- [Exercise instructions]
1. From the manganese problem, list every reagent that compound (C) is treated with.
2. Rewrite the manganese problem starting at "A violet compound" and ending at "the reactions involved.", with "violet" changed to "purple".

- [Reading text]
__________

A violet compound of manganese (A) decomposes on heating to liberate oxygen and compounds (B) and (C) of manganese are formed. Compound (C) reacts with KOH in the presence of potassium nitrate to give compound (B). On heating compound (C) with conc. $\mathrm{H}_2 \mathrm{SO}_4$ and NaCl , chlorine gas is liberated and a compound (D) of manganese alongwith other products is formed. Identify compounds A to D and also explain the reactions involved.
Since, compound $(\mathrm{C})$ on treating with conc. $\mathrm{H}_2 \mathrm{SO}_4$ and NaCl gives $\mathrm{Cl}_2$ gas, so it is manganese dioxide $\left(\mathrm{MnO}_2\right)$. It is obtained alongwith $\mathrm{MnO}_4^{2-}$ when $\mathrm{KMnO}_4$ (violet) is heated.

__________

- [Extracted entries]
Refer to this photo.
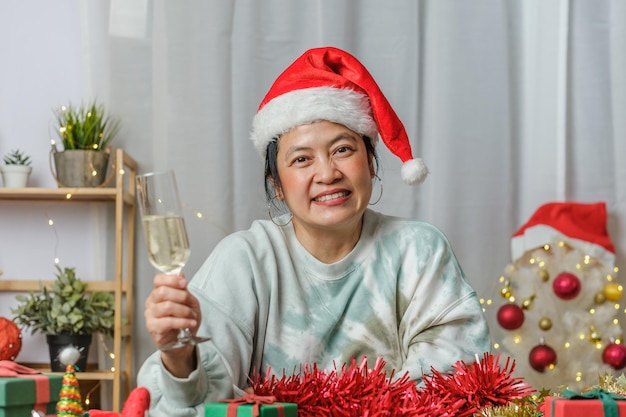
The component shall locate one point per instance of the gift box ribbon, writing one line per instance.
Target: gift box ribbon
(42, 383)
(609, 400)
(256, 400)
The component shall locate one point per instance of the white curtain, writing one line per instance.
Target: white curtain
(511, 104)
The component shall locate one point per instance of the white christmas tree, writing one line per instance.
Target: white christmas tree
(558, 305)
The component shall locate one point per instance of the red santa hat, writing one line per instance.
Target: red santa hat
(330, 84)
(581, 224)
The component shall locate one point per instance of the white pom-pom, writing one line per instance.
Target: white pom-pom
(414, 171)
(69, 355)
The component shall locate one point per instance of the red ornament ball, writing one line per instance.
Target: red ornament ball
(510, 316)
(542, 357)
(11, 340)
(615, 355)
(566, 286)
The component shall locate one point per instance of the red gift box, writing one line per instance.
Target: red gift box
(564, 407)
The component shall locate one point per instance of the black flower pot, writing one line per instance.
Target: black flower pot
(56, 344)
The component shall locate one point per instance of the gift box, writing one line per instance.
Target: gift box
(579, 407)
(250, 406)
(20, 395)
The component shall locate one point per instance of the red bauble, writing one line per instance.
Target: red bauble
(566, 286)
(542, 357)
(11, 340)
(615, 355)
(510, 316)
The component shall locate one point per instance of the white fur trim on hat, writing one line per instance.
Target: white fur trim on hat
(281, 114)
(414, 171)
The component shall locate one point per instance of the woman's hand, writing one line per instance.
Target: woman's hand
(169, 308)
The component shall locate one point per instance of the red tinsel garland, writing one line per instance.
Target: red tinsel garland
(356, 391)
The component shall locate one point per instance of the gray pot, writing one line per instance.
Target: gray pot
(80, 168)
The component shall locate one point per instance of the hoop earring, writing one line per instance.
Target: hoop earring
(380, 195)
(278, 216)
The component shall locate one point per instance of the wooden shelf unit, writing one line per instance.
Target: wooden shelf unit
(122, 194)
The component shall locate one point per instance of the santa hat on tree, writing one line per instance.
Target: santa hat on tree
(583, 225)
(330, 84)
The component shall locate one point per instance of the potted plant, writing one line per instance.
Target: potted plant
(86, 132)
(68, 314)
(16, 169)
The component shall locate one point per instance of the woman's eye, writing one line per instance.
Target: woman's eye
(343, 149)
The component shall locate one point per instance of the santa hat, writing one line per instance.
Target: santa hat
(581, 224)
(330, 84)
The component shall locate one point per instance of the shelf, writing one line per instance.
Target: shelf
(63, 194)
(16, 285)
(121, 192)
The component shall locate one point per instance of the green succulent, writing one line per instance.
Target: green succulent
(67, 308)
(16, 157)
(87, 127)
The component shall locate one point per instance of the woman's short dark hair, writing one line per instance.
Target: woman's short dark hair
(272, 179)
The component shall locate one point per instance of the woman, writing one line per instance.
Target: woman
(328, 281)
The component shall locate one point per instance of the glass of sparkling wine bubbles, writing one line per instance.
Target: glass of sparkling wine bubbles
(165, 232)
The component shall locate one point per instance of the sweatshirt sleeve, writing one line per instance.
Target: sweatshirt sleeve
(185, 397)
(443, 322)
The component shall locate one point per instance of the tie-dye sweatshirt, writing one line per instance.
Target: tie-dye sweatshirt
(268, 304)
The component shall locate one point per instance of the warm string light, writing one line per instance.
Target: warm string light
(105, 348)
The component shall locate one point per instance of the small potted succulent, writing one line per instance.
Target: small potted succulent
(16, 169)
(86, 132)
(68, 314)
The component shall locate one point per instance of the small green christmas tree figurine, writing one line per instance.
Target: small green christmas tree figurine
(70, 402)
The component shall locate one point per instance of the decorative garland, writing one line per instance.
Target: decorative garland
(356, 391)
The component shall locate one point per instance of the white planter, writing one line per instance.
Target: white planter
(15, 176)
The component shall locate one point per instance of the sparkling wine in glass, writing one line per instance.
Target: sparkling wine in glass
(165, 233)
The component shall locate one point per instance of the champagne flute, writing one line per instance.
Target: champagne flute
(165, 233)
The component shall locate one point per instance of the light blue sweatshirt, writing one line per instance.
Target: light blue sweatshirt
(267, 303)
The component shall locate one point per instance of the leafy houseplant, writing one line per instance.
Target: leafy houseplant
(16, 169)
(86, 127)
(16, 157)
(86, 132)
(67, 314)
(67, 308)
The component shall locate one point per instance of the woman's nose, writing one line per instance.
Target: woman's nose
(326, 171)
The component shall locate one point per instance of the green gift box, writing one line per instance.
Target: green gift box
(20, 395)
(235, 408)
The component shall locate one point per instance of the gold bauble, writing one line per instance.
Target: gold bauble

__________

- [Response list]
1. KOH, potassium nitrate, conc. H₂SO₄, NaCl

2.
A purple compound of manganese (A) decomposes on heating to liberate oxygen and compounds (B) and (C) of manganese are formed. Compound (C) reacts with KOH in the presence of potassium nitrate to give compound (B). On heating compound (C) with conc. $\mathrm{H}_2 \mathrm{SO}_4$ and NaCl , chlorine gas is liberated and a compound (D) of manganese alongwith other products is formed. Identify compounds A to D and also explain the reactions involved.